* Task: Transcribe the records below exactly.

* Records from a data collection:
# # #
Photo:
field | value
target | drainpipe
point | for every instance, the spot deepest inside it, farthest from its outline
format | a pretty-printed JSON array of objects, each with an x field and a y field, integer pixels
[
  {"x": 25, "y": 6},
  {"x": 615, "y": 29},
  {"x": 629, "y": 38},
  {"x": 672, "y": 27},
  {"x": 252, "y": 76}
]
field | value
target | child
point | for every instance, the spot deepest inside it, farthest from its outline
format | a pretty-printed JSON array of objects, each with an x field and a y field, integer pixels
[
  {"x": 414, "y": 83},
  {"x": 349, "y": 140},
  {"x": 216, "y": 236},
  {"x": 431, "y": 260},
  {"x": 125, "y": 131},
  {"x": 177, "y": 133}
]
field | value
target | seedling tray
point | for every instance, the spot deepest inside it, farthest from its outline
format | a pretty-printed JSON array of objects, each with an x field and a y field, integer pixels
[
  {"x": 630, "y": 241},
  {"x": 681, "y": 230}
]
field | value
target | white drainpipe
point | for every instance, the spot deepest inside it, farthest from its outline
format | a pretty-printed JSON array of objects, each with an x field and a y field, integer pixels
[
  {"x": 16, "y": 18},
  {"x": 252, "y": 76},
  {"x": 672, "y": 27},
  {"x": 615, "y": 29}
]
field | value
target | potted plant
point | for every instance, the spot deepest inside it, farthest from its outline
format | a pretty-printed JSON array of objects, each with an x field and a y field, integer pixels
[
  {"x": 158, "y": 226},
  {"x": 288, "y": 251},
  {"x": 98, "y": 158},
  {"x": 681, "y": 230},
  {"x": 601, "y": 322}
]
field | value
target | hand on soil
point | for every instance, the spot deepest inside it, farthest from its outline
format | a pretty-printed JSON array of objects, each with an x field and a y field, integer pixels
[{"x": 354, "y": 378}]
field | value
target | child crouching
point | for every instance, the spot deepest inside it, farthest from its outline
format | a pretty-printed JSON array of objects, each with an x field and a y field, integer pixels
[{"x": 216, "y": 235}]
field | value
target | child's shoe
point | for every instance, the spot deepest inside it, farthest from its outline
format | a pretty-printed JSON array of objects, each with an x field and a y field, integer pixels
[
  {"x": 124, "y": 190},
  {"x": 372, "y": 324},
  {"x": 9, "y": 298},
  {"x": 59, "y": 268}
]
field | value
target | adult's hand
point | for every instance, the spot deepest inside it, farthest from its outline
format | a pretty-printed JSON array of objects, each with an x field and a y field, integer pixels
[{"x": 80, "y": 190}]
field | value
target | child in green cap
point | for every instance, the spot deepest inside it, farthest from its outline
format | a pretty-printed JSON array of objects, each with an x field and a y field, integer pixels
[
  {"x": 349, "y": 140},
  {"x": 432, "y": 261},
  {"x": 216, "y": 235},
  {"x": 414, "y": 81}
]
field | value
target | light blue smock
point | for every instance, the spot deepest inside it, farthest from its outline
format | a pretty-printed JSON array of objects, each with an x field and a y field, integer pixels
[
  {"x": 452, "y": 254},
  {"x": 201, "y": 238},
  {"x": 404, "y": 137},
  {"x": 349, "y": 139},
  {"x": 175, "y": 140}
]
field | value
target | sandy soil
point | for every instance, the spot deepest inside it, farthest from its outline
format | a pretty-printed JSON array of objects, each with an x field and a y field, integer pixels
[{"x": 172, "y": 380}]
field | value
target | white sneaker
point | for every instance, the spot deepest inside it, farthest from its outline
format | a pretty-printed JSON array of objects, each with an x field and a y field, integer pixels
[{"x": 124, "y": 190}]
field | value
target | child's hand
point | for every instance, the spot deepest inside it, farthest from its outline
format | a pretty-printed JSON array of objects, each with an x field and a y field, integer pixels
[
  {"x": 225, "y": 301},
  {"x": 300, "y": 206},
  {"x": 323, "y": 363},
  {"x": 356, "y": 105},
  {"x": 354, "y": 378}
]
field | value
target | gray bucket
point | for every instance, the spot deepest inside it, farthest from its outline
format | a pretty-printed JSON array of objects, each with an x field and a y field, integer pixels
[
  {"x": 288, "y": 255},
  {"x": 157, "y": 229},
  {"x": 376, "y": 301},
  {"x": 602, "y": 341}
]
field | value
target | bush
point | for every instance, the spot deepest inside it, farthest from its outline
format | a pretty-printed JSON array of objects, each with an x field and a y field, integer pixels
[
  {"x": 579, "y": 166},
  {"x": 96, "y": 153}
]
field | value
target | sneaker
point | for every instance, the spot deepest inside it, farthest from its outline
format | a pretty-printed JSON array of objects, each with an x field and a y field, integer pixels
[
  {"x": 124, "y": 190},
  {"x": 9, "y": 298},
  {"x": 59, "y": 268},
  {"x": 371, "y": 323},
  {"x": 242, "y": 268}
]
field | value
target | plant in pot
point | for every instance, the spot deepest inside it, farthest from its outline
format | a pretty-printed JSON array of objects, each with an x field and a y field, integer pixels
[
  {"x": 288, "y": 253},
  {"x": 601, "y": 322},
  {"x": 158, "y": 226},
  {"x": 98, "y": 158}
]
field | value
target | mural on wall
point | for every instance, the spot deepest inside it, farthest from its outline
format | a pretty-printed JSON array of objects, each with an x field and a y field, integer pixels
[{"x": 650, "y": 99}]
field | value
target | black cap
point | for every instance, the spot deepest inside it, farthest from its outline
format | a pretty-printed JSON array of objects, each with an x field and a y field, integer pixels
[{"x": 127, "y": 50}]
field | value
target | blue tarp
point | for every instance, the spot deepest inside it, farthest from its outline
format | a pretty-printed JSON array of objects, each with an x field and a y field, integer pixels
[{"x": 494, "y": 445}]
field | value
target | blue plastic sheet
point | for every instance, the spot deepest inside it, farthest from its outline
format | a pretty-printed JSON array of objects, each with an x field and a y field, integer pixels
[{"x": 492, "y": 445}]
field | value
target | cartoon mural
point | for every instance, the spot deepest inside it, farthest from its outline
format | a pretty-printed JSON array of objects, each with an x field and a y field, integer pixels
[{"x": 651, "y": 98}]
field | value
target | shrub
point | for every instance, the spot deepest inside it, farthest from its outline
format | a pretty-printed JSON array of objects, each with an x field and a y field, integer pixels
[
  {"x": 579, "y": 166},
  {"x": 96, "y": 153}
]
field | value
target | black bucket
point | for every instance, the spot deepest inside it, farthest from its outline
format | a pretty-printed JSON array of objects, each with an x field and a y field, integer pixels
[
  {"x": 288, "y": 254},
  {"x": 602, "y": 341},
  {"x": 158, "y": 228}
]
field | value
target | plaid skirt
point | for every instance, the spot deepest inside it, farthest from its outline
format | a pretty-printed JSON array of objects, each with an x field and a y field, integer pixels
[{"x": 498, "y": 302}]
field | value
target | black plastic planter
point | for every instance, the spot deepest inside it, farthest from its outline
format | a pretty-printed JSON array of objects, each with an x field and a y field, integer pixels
# # #
* Solution below:
Photo:
field | value
target | drainpipe
point | for every instance, the spot deepest inside it, farthest from its outline
format | a pretty-printed JSON array of objects, each with an x field and a y field, integer pixels
[
  {"x": 25, "y": 6},
  {"x": 615, "y": 29},
  {"x": 629, "y": 38},
  {"x": 672, "y": 27},
  {"x": 252, "y": 76}
]
field | value
target | child
point | for every instance, the spot deepest inside it, farthest from its outline
format | a pretty-printed JSON array of objects, each with an x field and a y field, integer pixels
[
  {"x": 414, "y": 83},
  {"x": 349, "y": 140},
  {"x": 216, "y": 236},
  {"x": 431, "y": 260},
  {"x": 125, "y": 131},
  {"x": 177, "y": 133}
]
field | value
target | seedling tray
point | for every instance, the spot deepest inside it, farthest from its outline
format | a pretty-printed JSON array of objects, each with an x field and a y field, integer pixels
[
  {"x": 630, "y": 241},
  {"x": 681, "y": 230}
]
field | value
target | white drainpipe
point | for every instance, the spot deepest inside it, farthest from its outline
format | a pretty-printed JSON array of objects, each with an x field and a y field, integer pixels
[
  {"x": 16, "y": 18},
  {"x": 252, "y": 76},
  {"x": 672, "y": 27},
  {"x": 615, "y": 29}
]
field | value
target | potted plant
point | for every instance, the spot deepest inside it, farthest from its outline
format | a pretty-printed JSON array of objects, each with an x field and a y field, integer pixels
[
  {"x": 158, "y": 226},
  {"x": 288, "y": 251},
  {"x": 98, "y": 158},
  {"x": 681, "y": 230},
  {"x": 601, "y": 322}
]
field | value
target | hand on soil
point | for every instance, the spot deepest inside it, farthest from its outline
format | a pretty-printed JSON array of objects, each with an x field and a y field, integer pixels
[{"x": 354, "y": 378}]
field | value
target | child crouching
point | for every instance, the spot deepest inside it, farthest from its outline
format | a pretty-printed JSON array of objects, each with an x field and a y field, integer pixels
[{"x": 216, "y": 235}]
field | value
target | child's shoe
point | for every instance, the spot deepest inside it, farthest from its outline
format | a pretty-printed JSON array of objects, each with an x field and a y field, integer pixels
[
  {"x": 124, "y": 190},
  {"x": 372, "y": 324},
  {"x": 9, "y": 298},
  {"x": 59, "y": 268}
]
field | value
target | adult's hand
point | for every instance, the spot deepest inside it, farthest from its outline
format | a pretty-printed JSON array of objects, each with an x field and a y field, integer pixels
[{"x": 80, "y": 190}]
field | value
target | child in green cap
point | for every instance, the spot deepest inside it, farthest from its outline
format | a pretty-printed JSON array of objects, each with an x field and a y field, integer pixels
[
  {"x": 349, "y": 140},
  {"x": 432, "y": 261},
  {"x": 216, "y": 235},
  {"x": 414, "y": 81}
]
field | value
target | light blue smock
point | for every instance, the spot deepest inside it, farthest from its outline
format | a pretty-printed JSON array of objects, each with an x field and a y field, integer pixels
[
  {"x": 452, "y": 254},
  {"x": 201, "y": 238},
  {"x": 404, "y": 137},
  {"x": 349, "y": 139},
  {"x": 175, "y": 140}
]
field | value
target | sandy soil
point | for every instance, the spot deepest inside it, farthest from its outline
format | a pretty-printed JSON array of objects, each with an x field and a y field, integer pixels
[{"x": 172, "y": 380}]
field | value
target | white sneaker
point | for every instance, the spot deepest inside it, farthest from its outline
format | a pretty-printed JSON array of objects, each with an x field and a y field, integer pixels
[{"x": 124, "y": 190}]
field | value
target | child's hand
point | for every instance, the spot deepest inside it, farthest from its outline
format | a pretty-printed JSON array of objects, each with an x field and a y field, integer pixels
[
  {"x": 225, "y": 301},
  {"x": 300, "y": 206},
  {"x": 323, "y": 363},
  {"x": 356, "y": 105},
  {"x": 354, "y": 378}
]
field | value
target | gray bucket
point | for every instance, the spot deepest inside it, farthest from its outline
format | a pretty-printed JSON array of objects, each with an x field and a y field, integer pixels
[
  {"x": 288, "y": 255},
  {"x": 157, "y": 229},
  {"x": 376, "y": 301},
  {"x": 602, "y": 341}
]
field | value
target | bush
point | for every instance, the spot deepest inside it, farthest from its outline
format | a pretty-printed JSON array of objects, each with an x field and a y field, integer pixels
[
  {"x": 579, "y": 166},
  {"x": 96, "y": 153}
]
field | value
target | sneaker
point | for every instance, the spot deepest inside it, farthest from its outline
format | a pretty-printed JSON array of objects, each with an x field and a y field, integer pixels
[
  {"x": 124, "y": 190},
  {"x": 9, "y": 298},
  {"x": 59, "y": 268},
  {"x": 371, "y": 323},
  {"x": 242, "y": 268}
]
field | value
target | plant in pot
point | for every instance, the spot deepest inside it, farthest from its outline
format | a pretty-printed JSON array of objects, each with an x field and a y field, integer pixels
[
  {"x": 288, "y": 253},
  {"x": 601, "y": 322},
  {"x": 158, "y": 226},
  {"x": 98, "y": 158}
]
field | value
target | mural on wall
point | for every instance, the spot deepest inside it, farthest from its outline
format | a pretty-printed JSON array of objects, each with an x field and a y field, integer pixels
[{"x": 650, "y": 99}]
field | value
target | black cap
point | for every instance, the spot deepest inside it, farthest from its outline
format | a pretty-printed JSON array of objects, each with an x field and a y field, integer pixels
[{"x": 127, "y": 50}]
field | value
target | blue tarp
point | for every instance, the spot deepest inside it, farthest from its outline
format | a pretty-printed JSON array of objects, each with an x field and a y field, integer pixels
[{"x": 494, "y": 445}]
field | value
target | blue plastic sheet
point | for every instance, the spot deepest inside it, farthest from its outline
format | a pretty-printed JSON array of objects, each with an x field and a y field, integer pixels
[{"x": 492, "y": 445}]
field | value
target | cartoon mural
point | for every instance, the spot deepest inside it, farthest from its outline
format | a pretty-printed JSON array of objects, each with an x field and a y field, integer pixels
[{"x": 651, "y": 98}]
field | value
target | shrub
point | for every instance, the spot deepest inside it, farthest from its outline
format | a pretty-printed JSON array of objects, each with an x field and a y field, integer pixels
[
  {"x": 579, "y": 166},
  {"x": 96, "y": 153}
]
field | value
target | black bucket
point | for every instance, the spot deepest inside it, farthest from its outline
format | a pretty-printed JSON array of objects, each with an x field and a y field, integer pixels
[
  {"x": 288, "y": 254},
  {"x": 602, "y": 341},
  {"x": 158, "y": 228}
]
field | value
target | plaid skirt
point | for every instance, the spot deepest inside it, farthest from its outline
format | a pretty-printed JSON array of objects, each with an x field and a y field, integer pixels
[{"x": 498, "y": 302}]
field | value
target | black plastic planter
point | for every instance, the spot deepest inside it, farthest from its outline
format | a pretty-printed JSON array of objects, each with an x field and a y field, integer pixels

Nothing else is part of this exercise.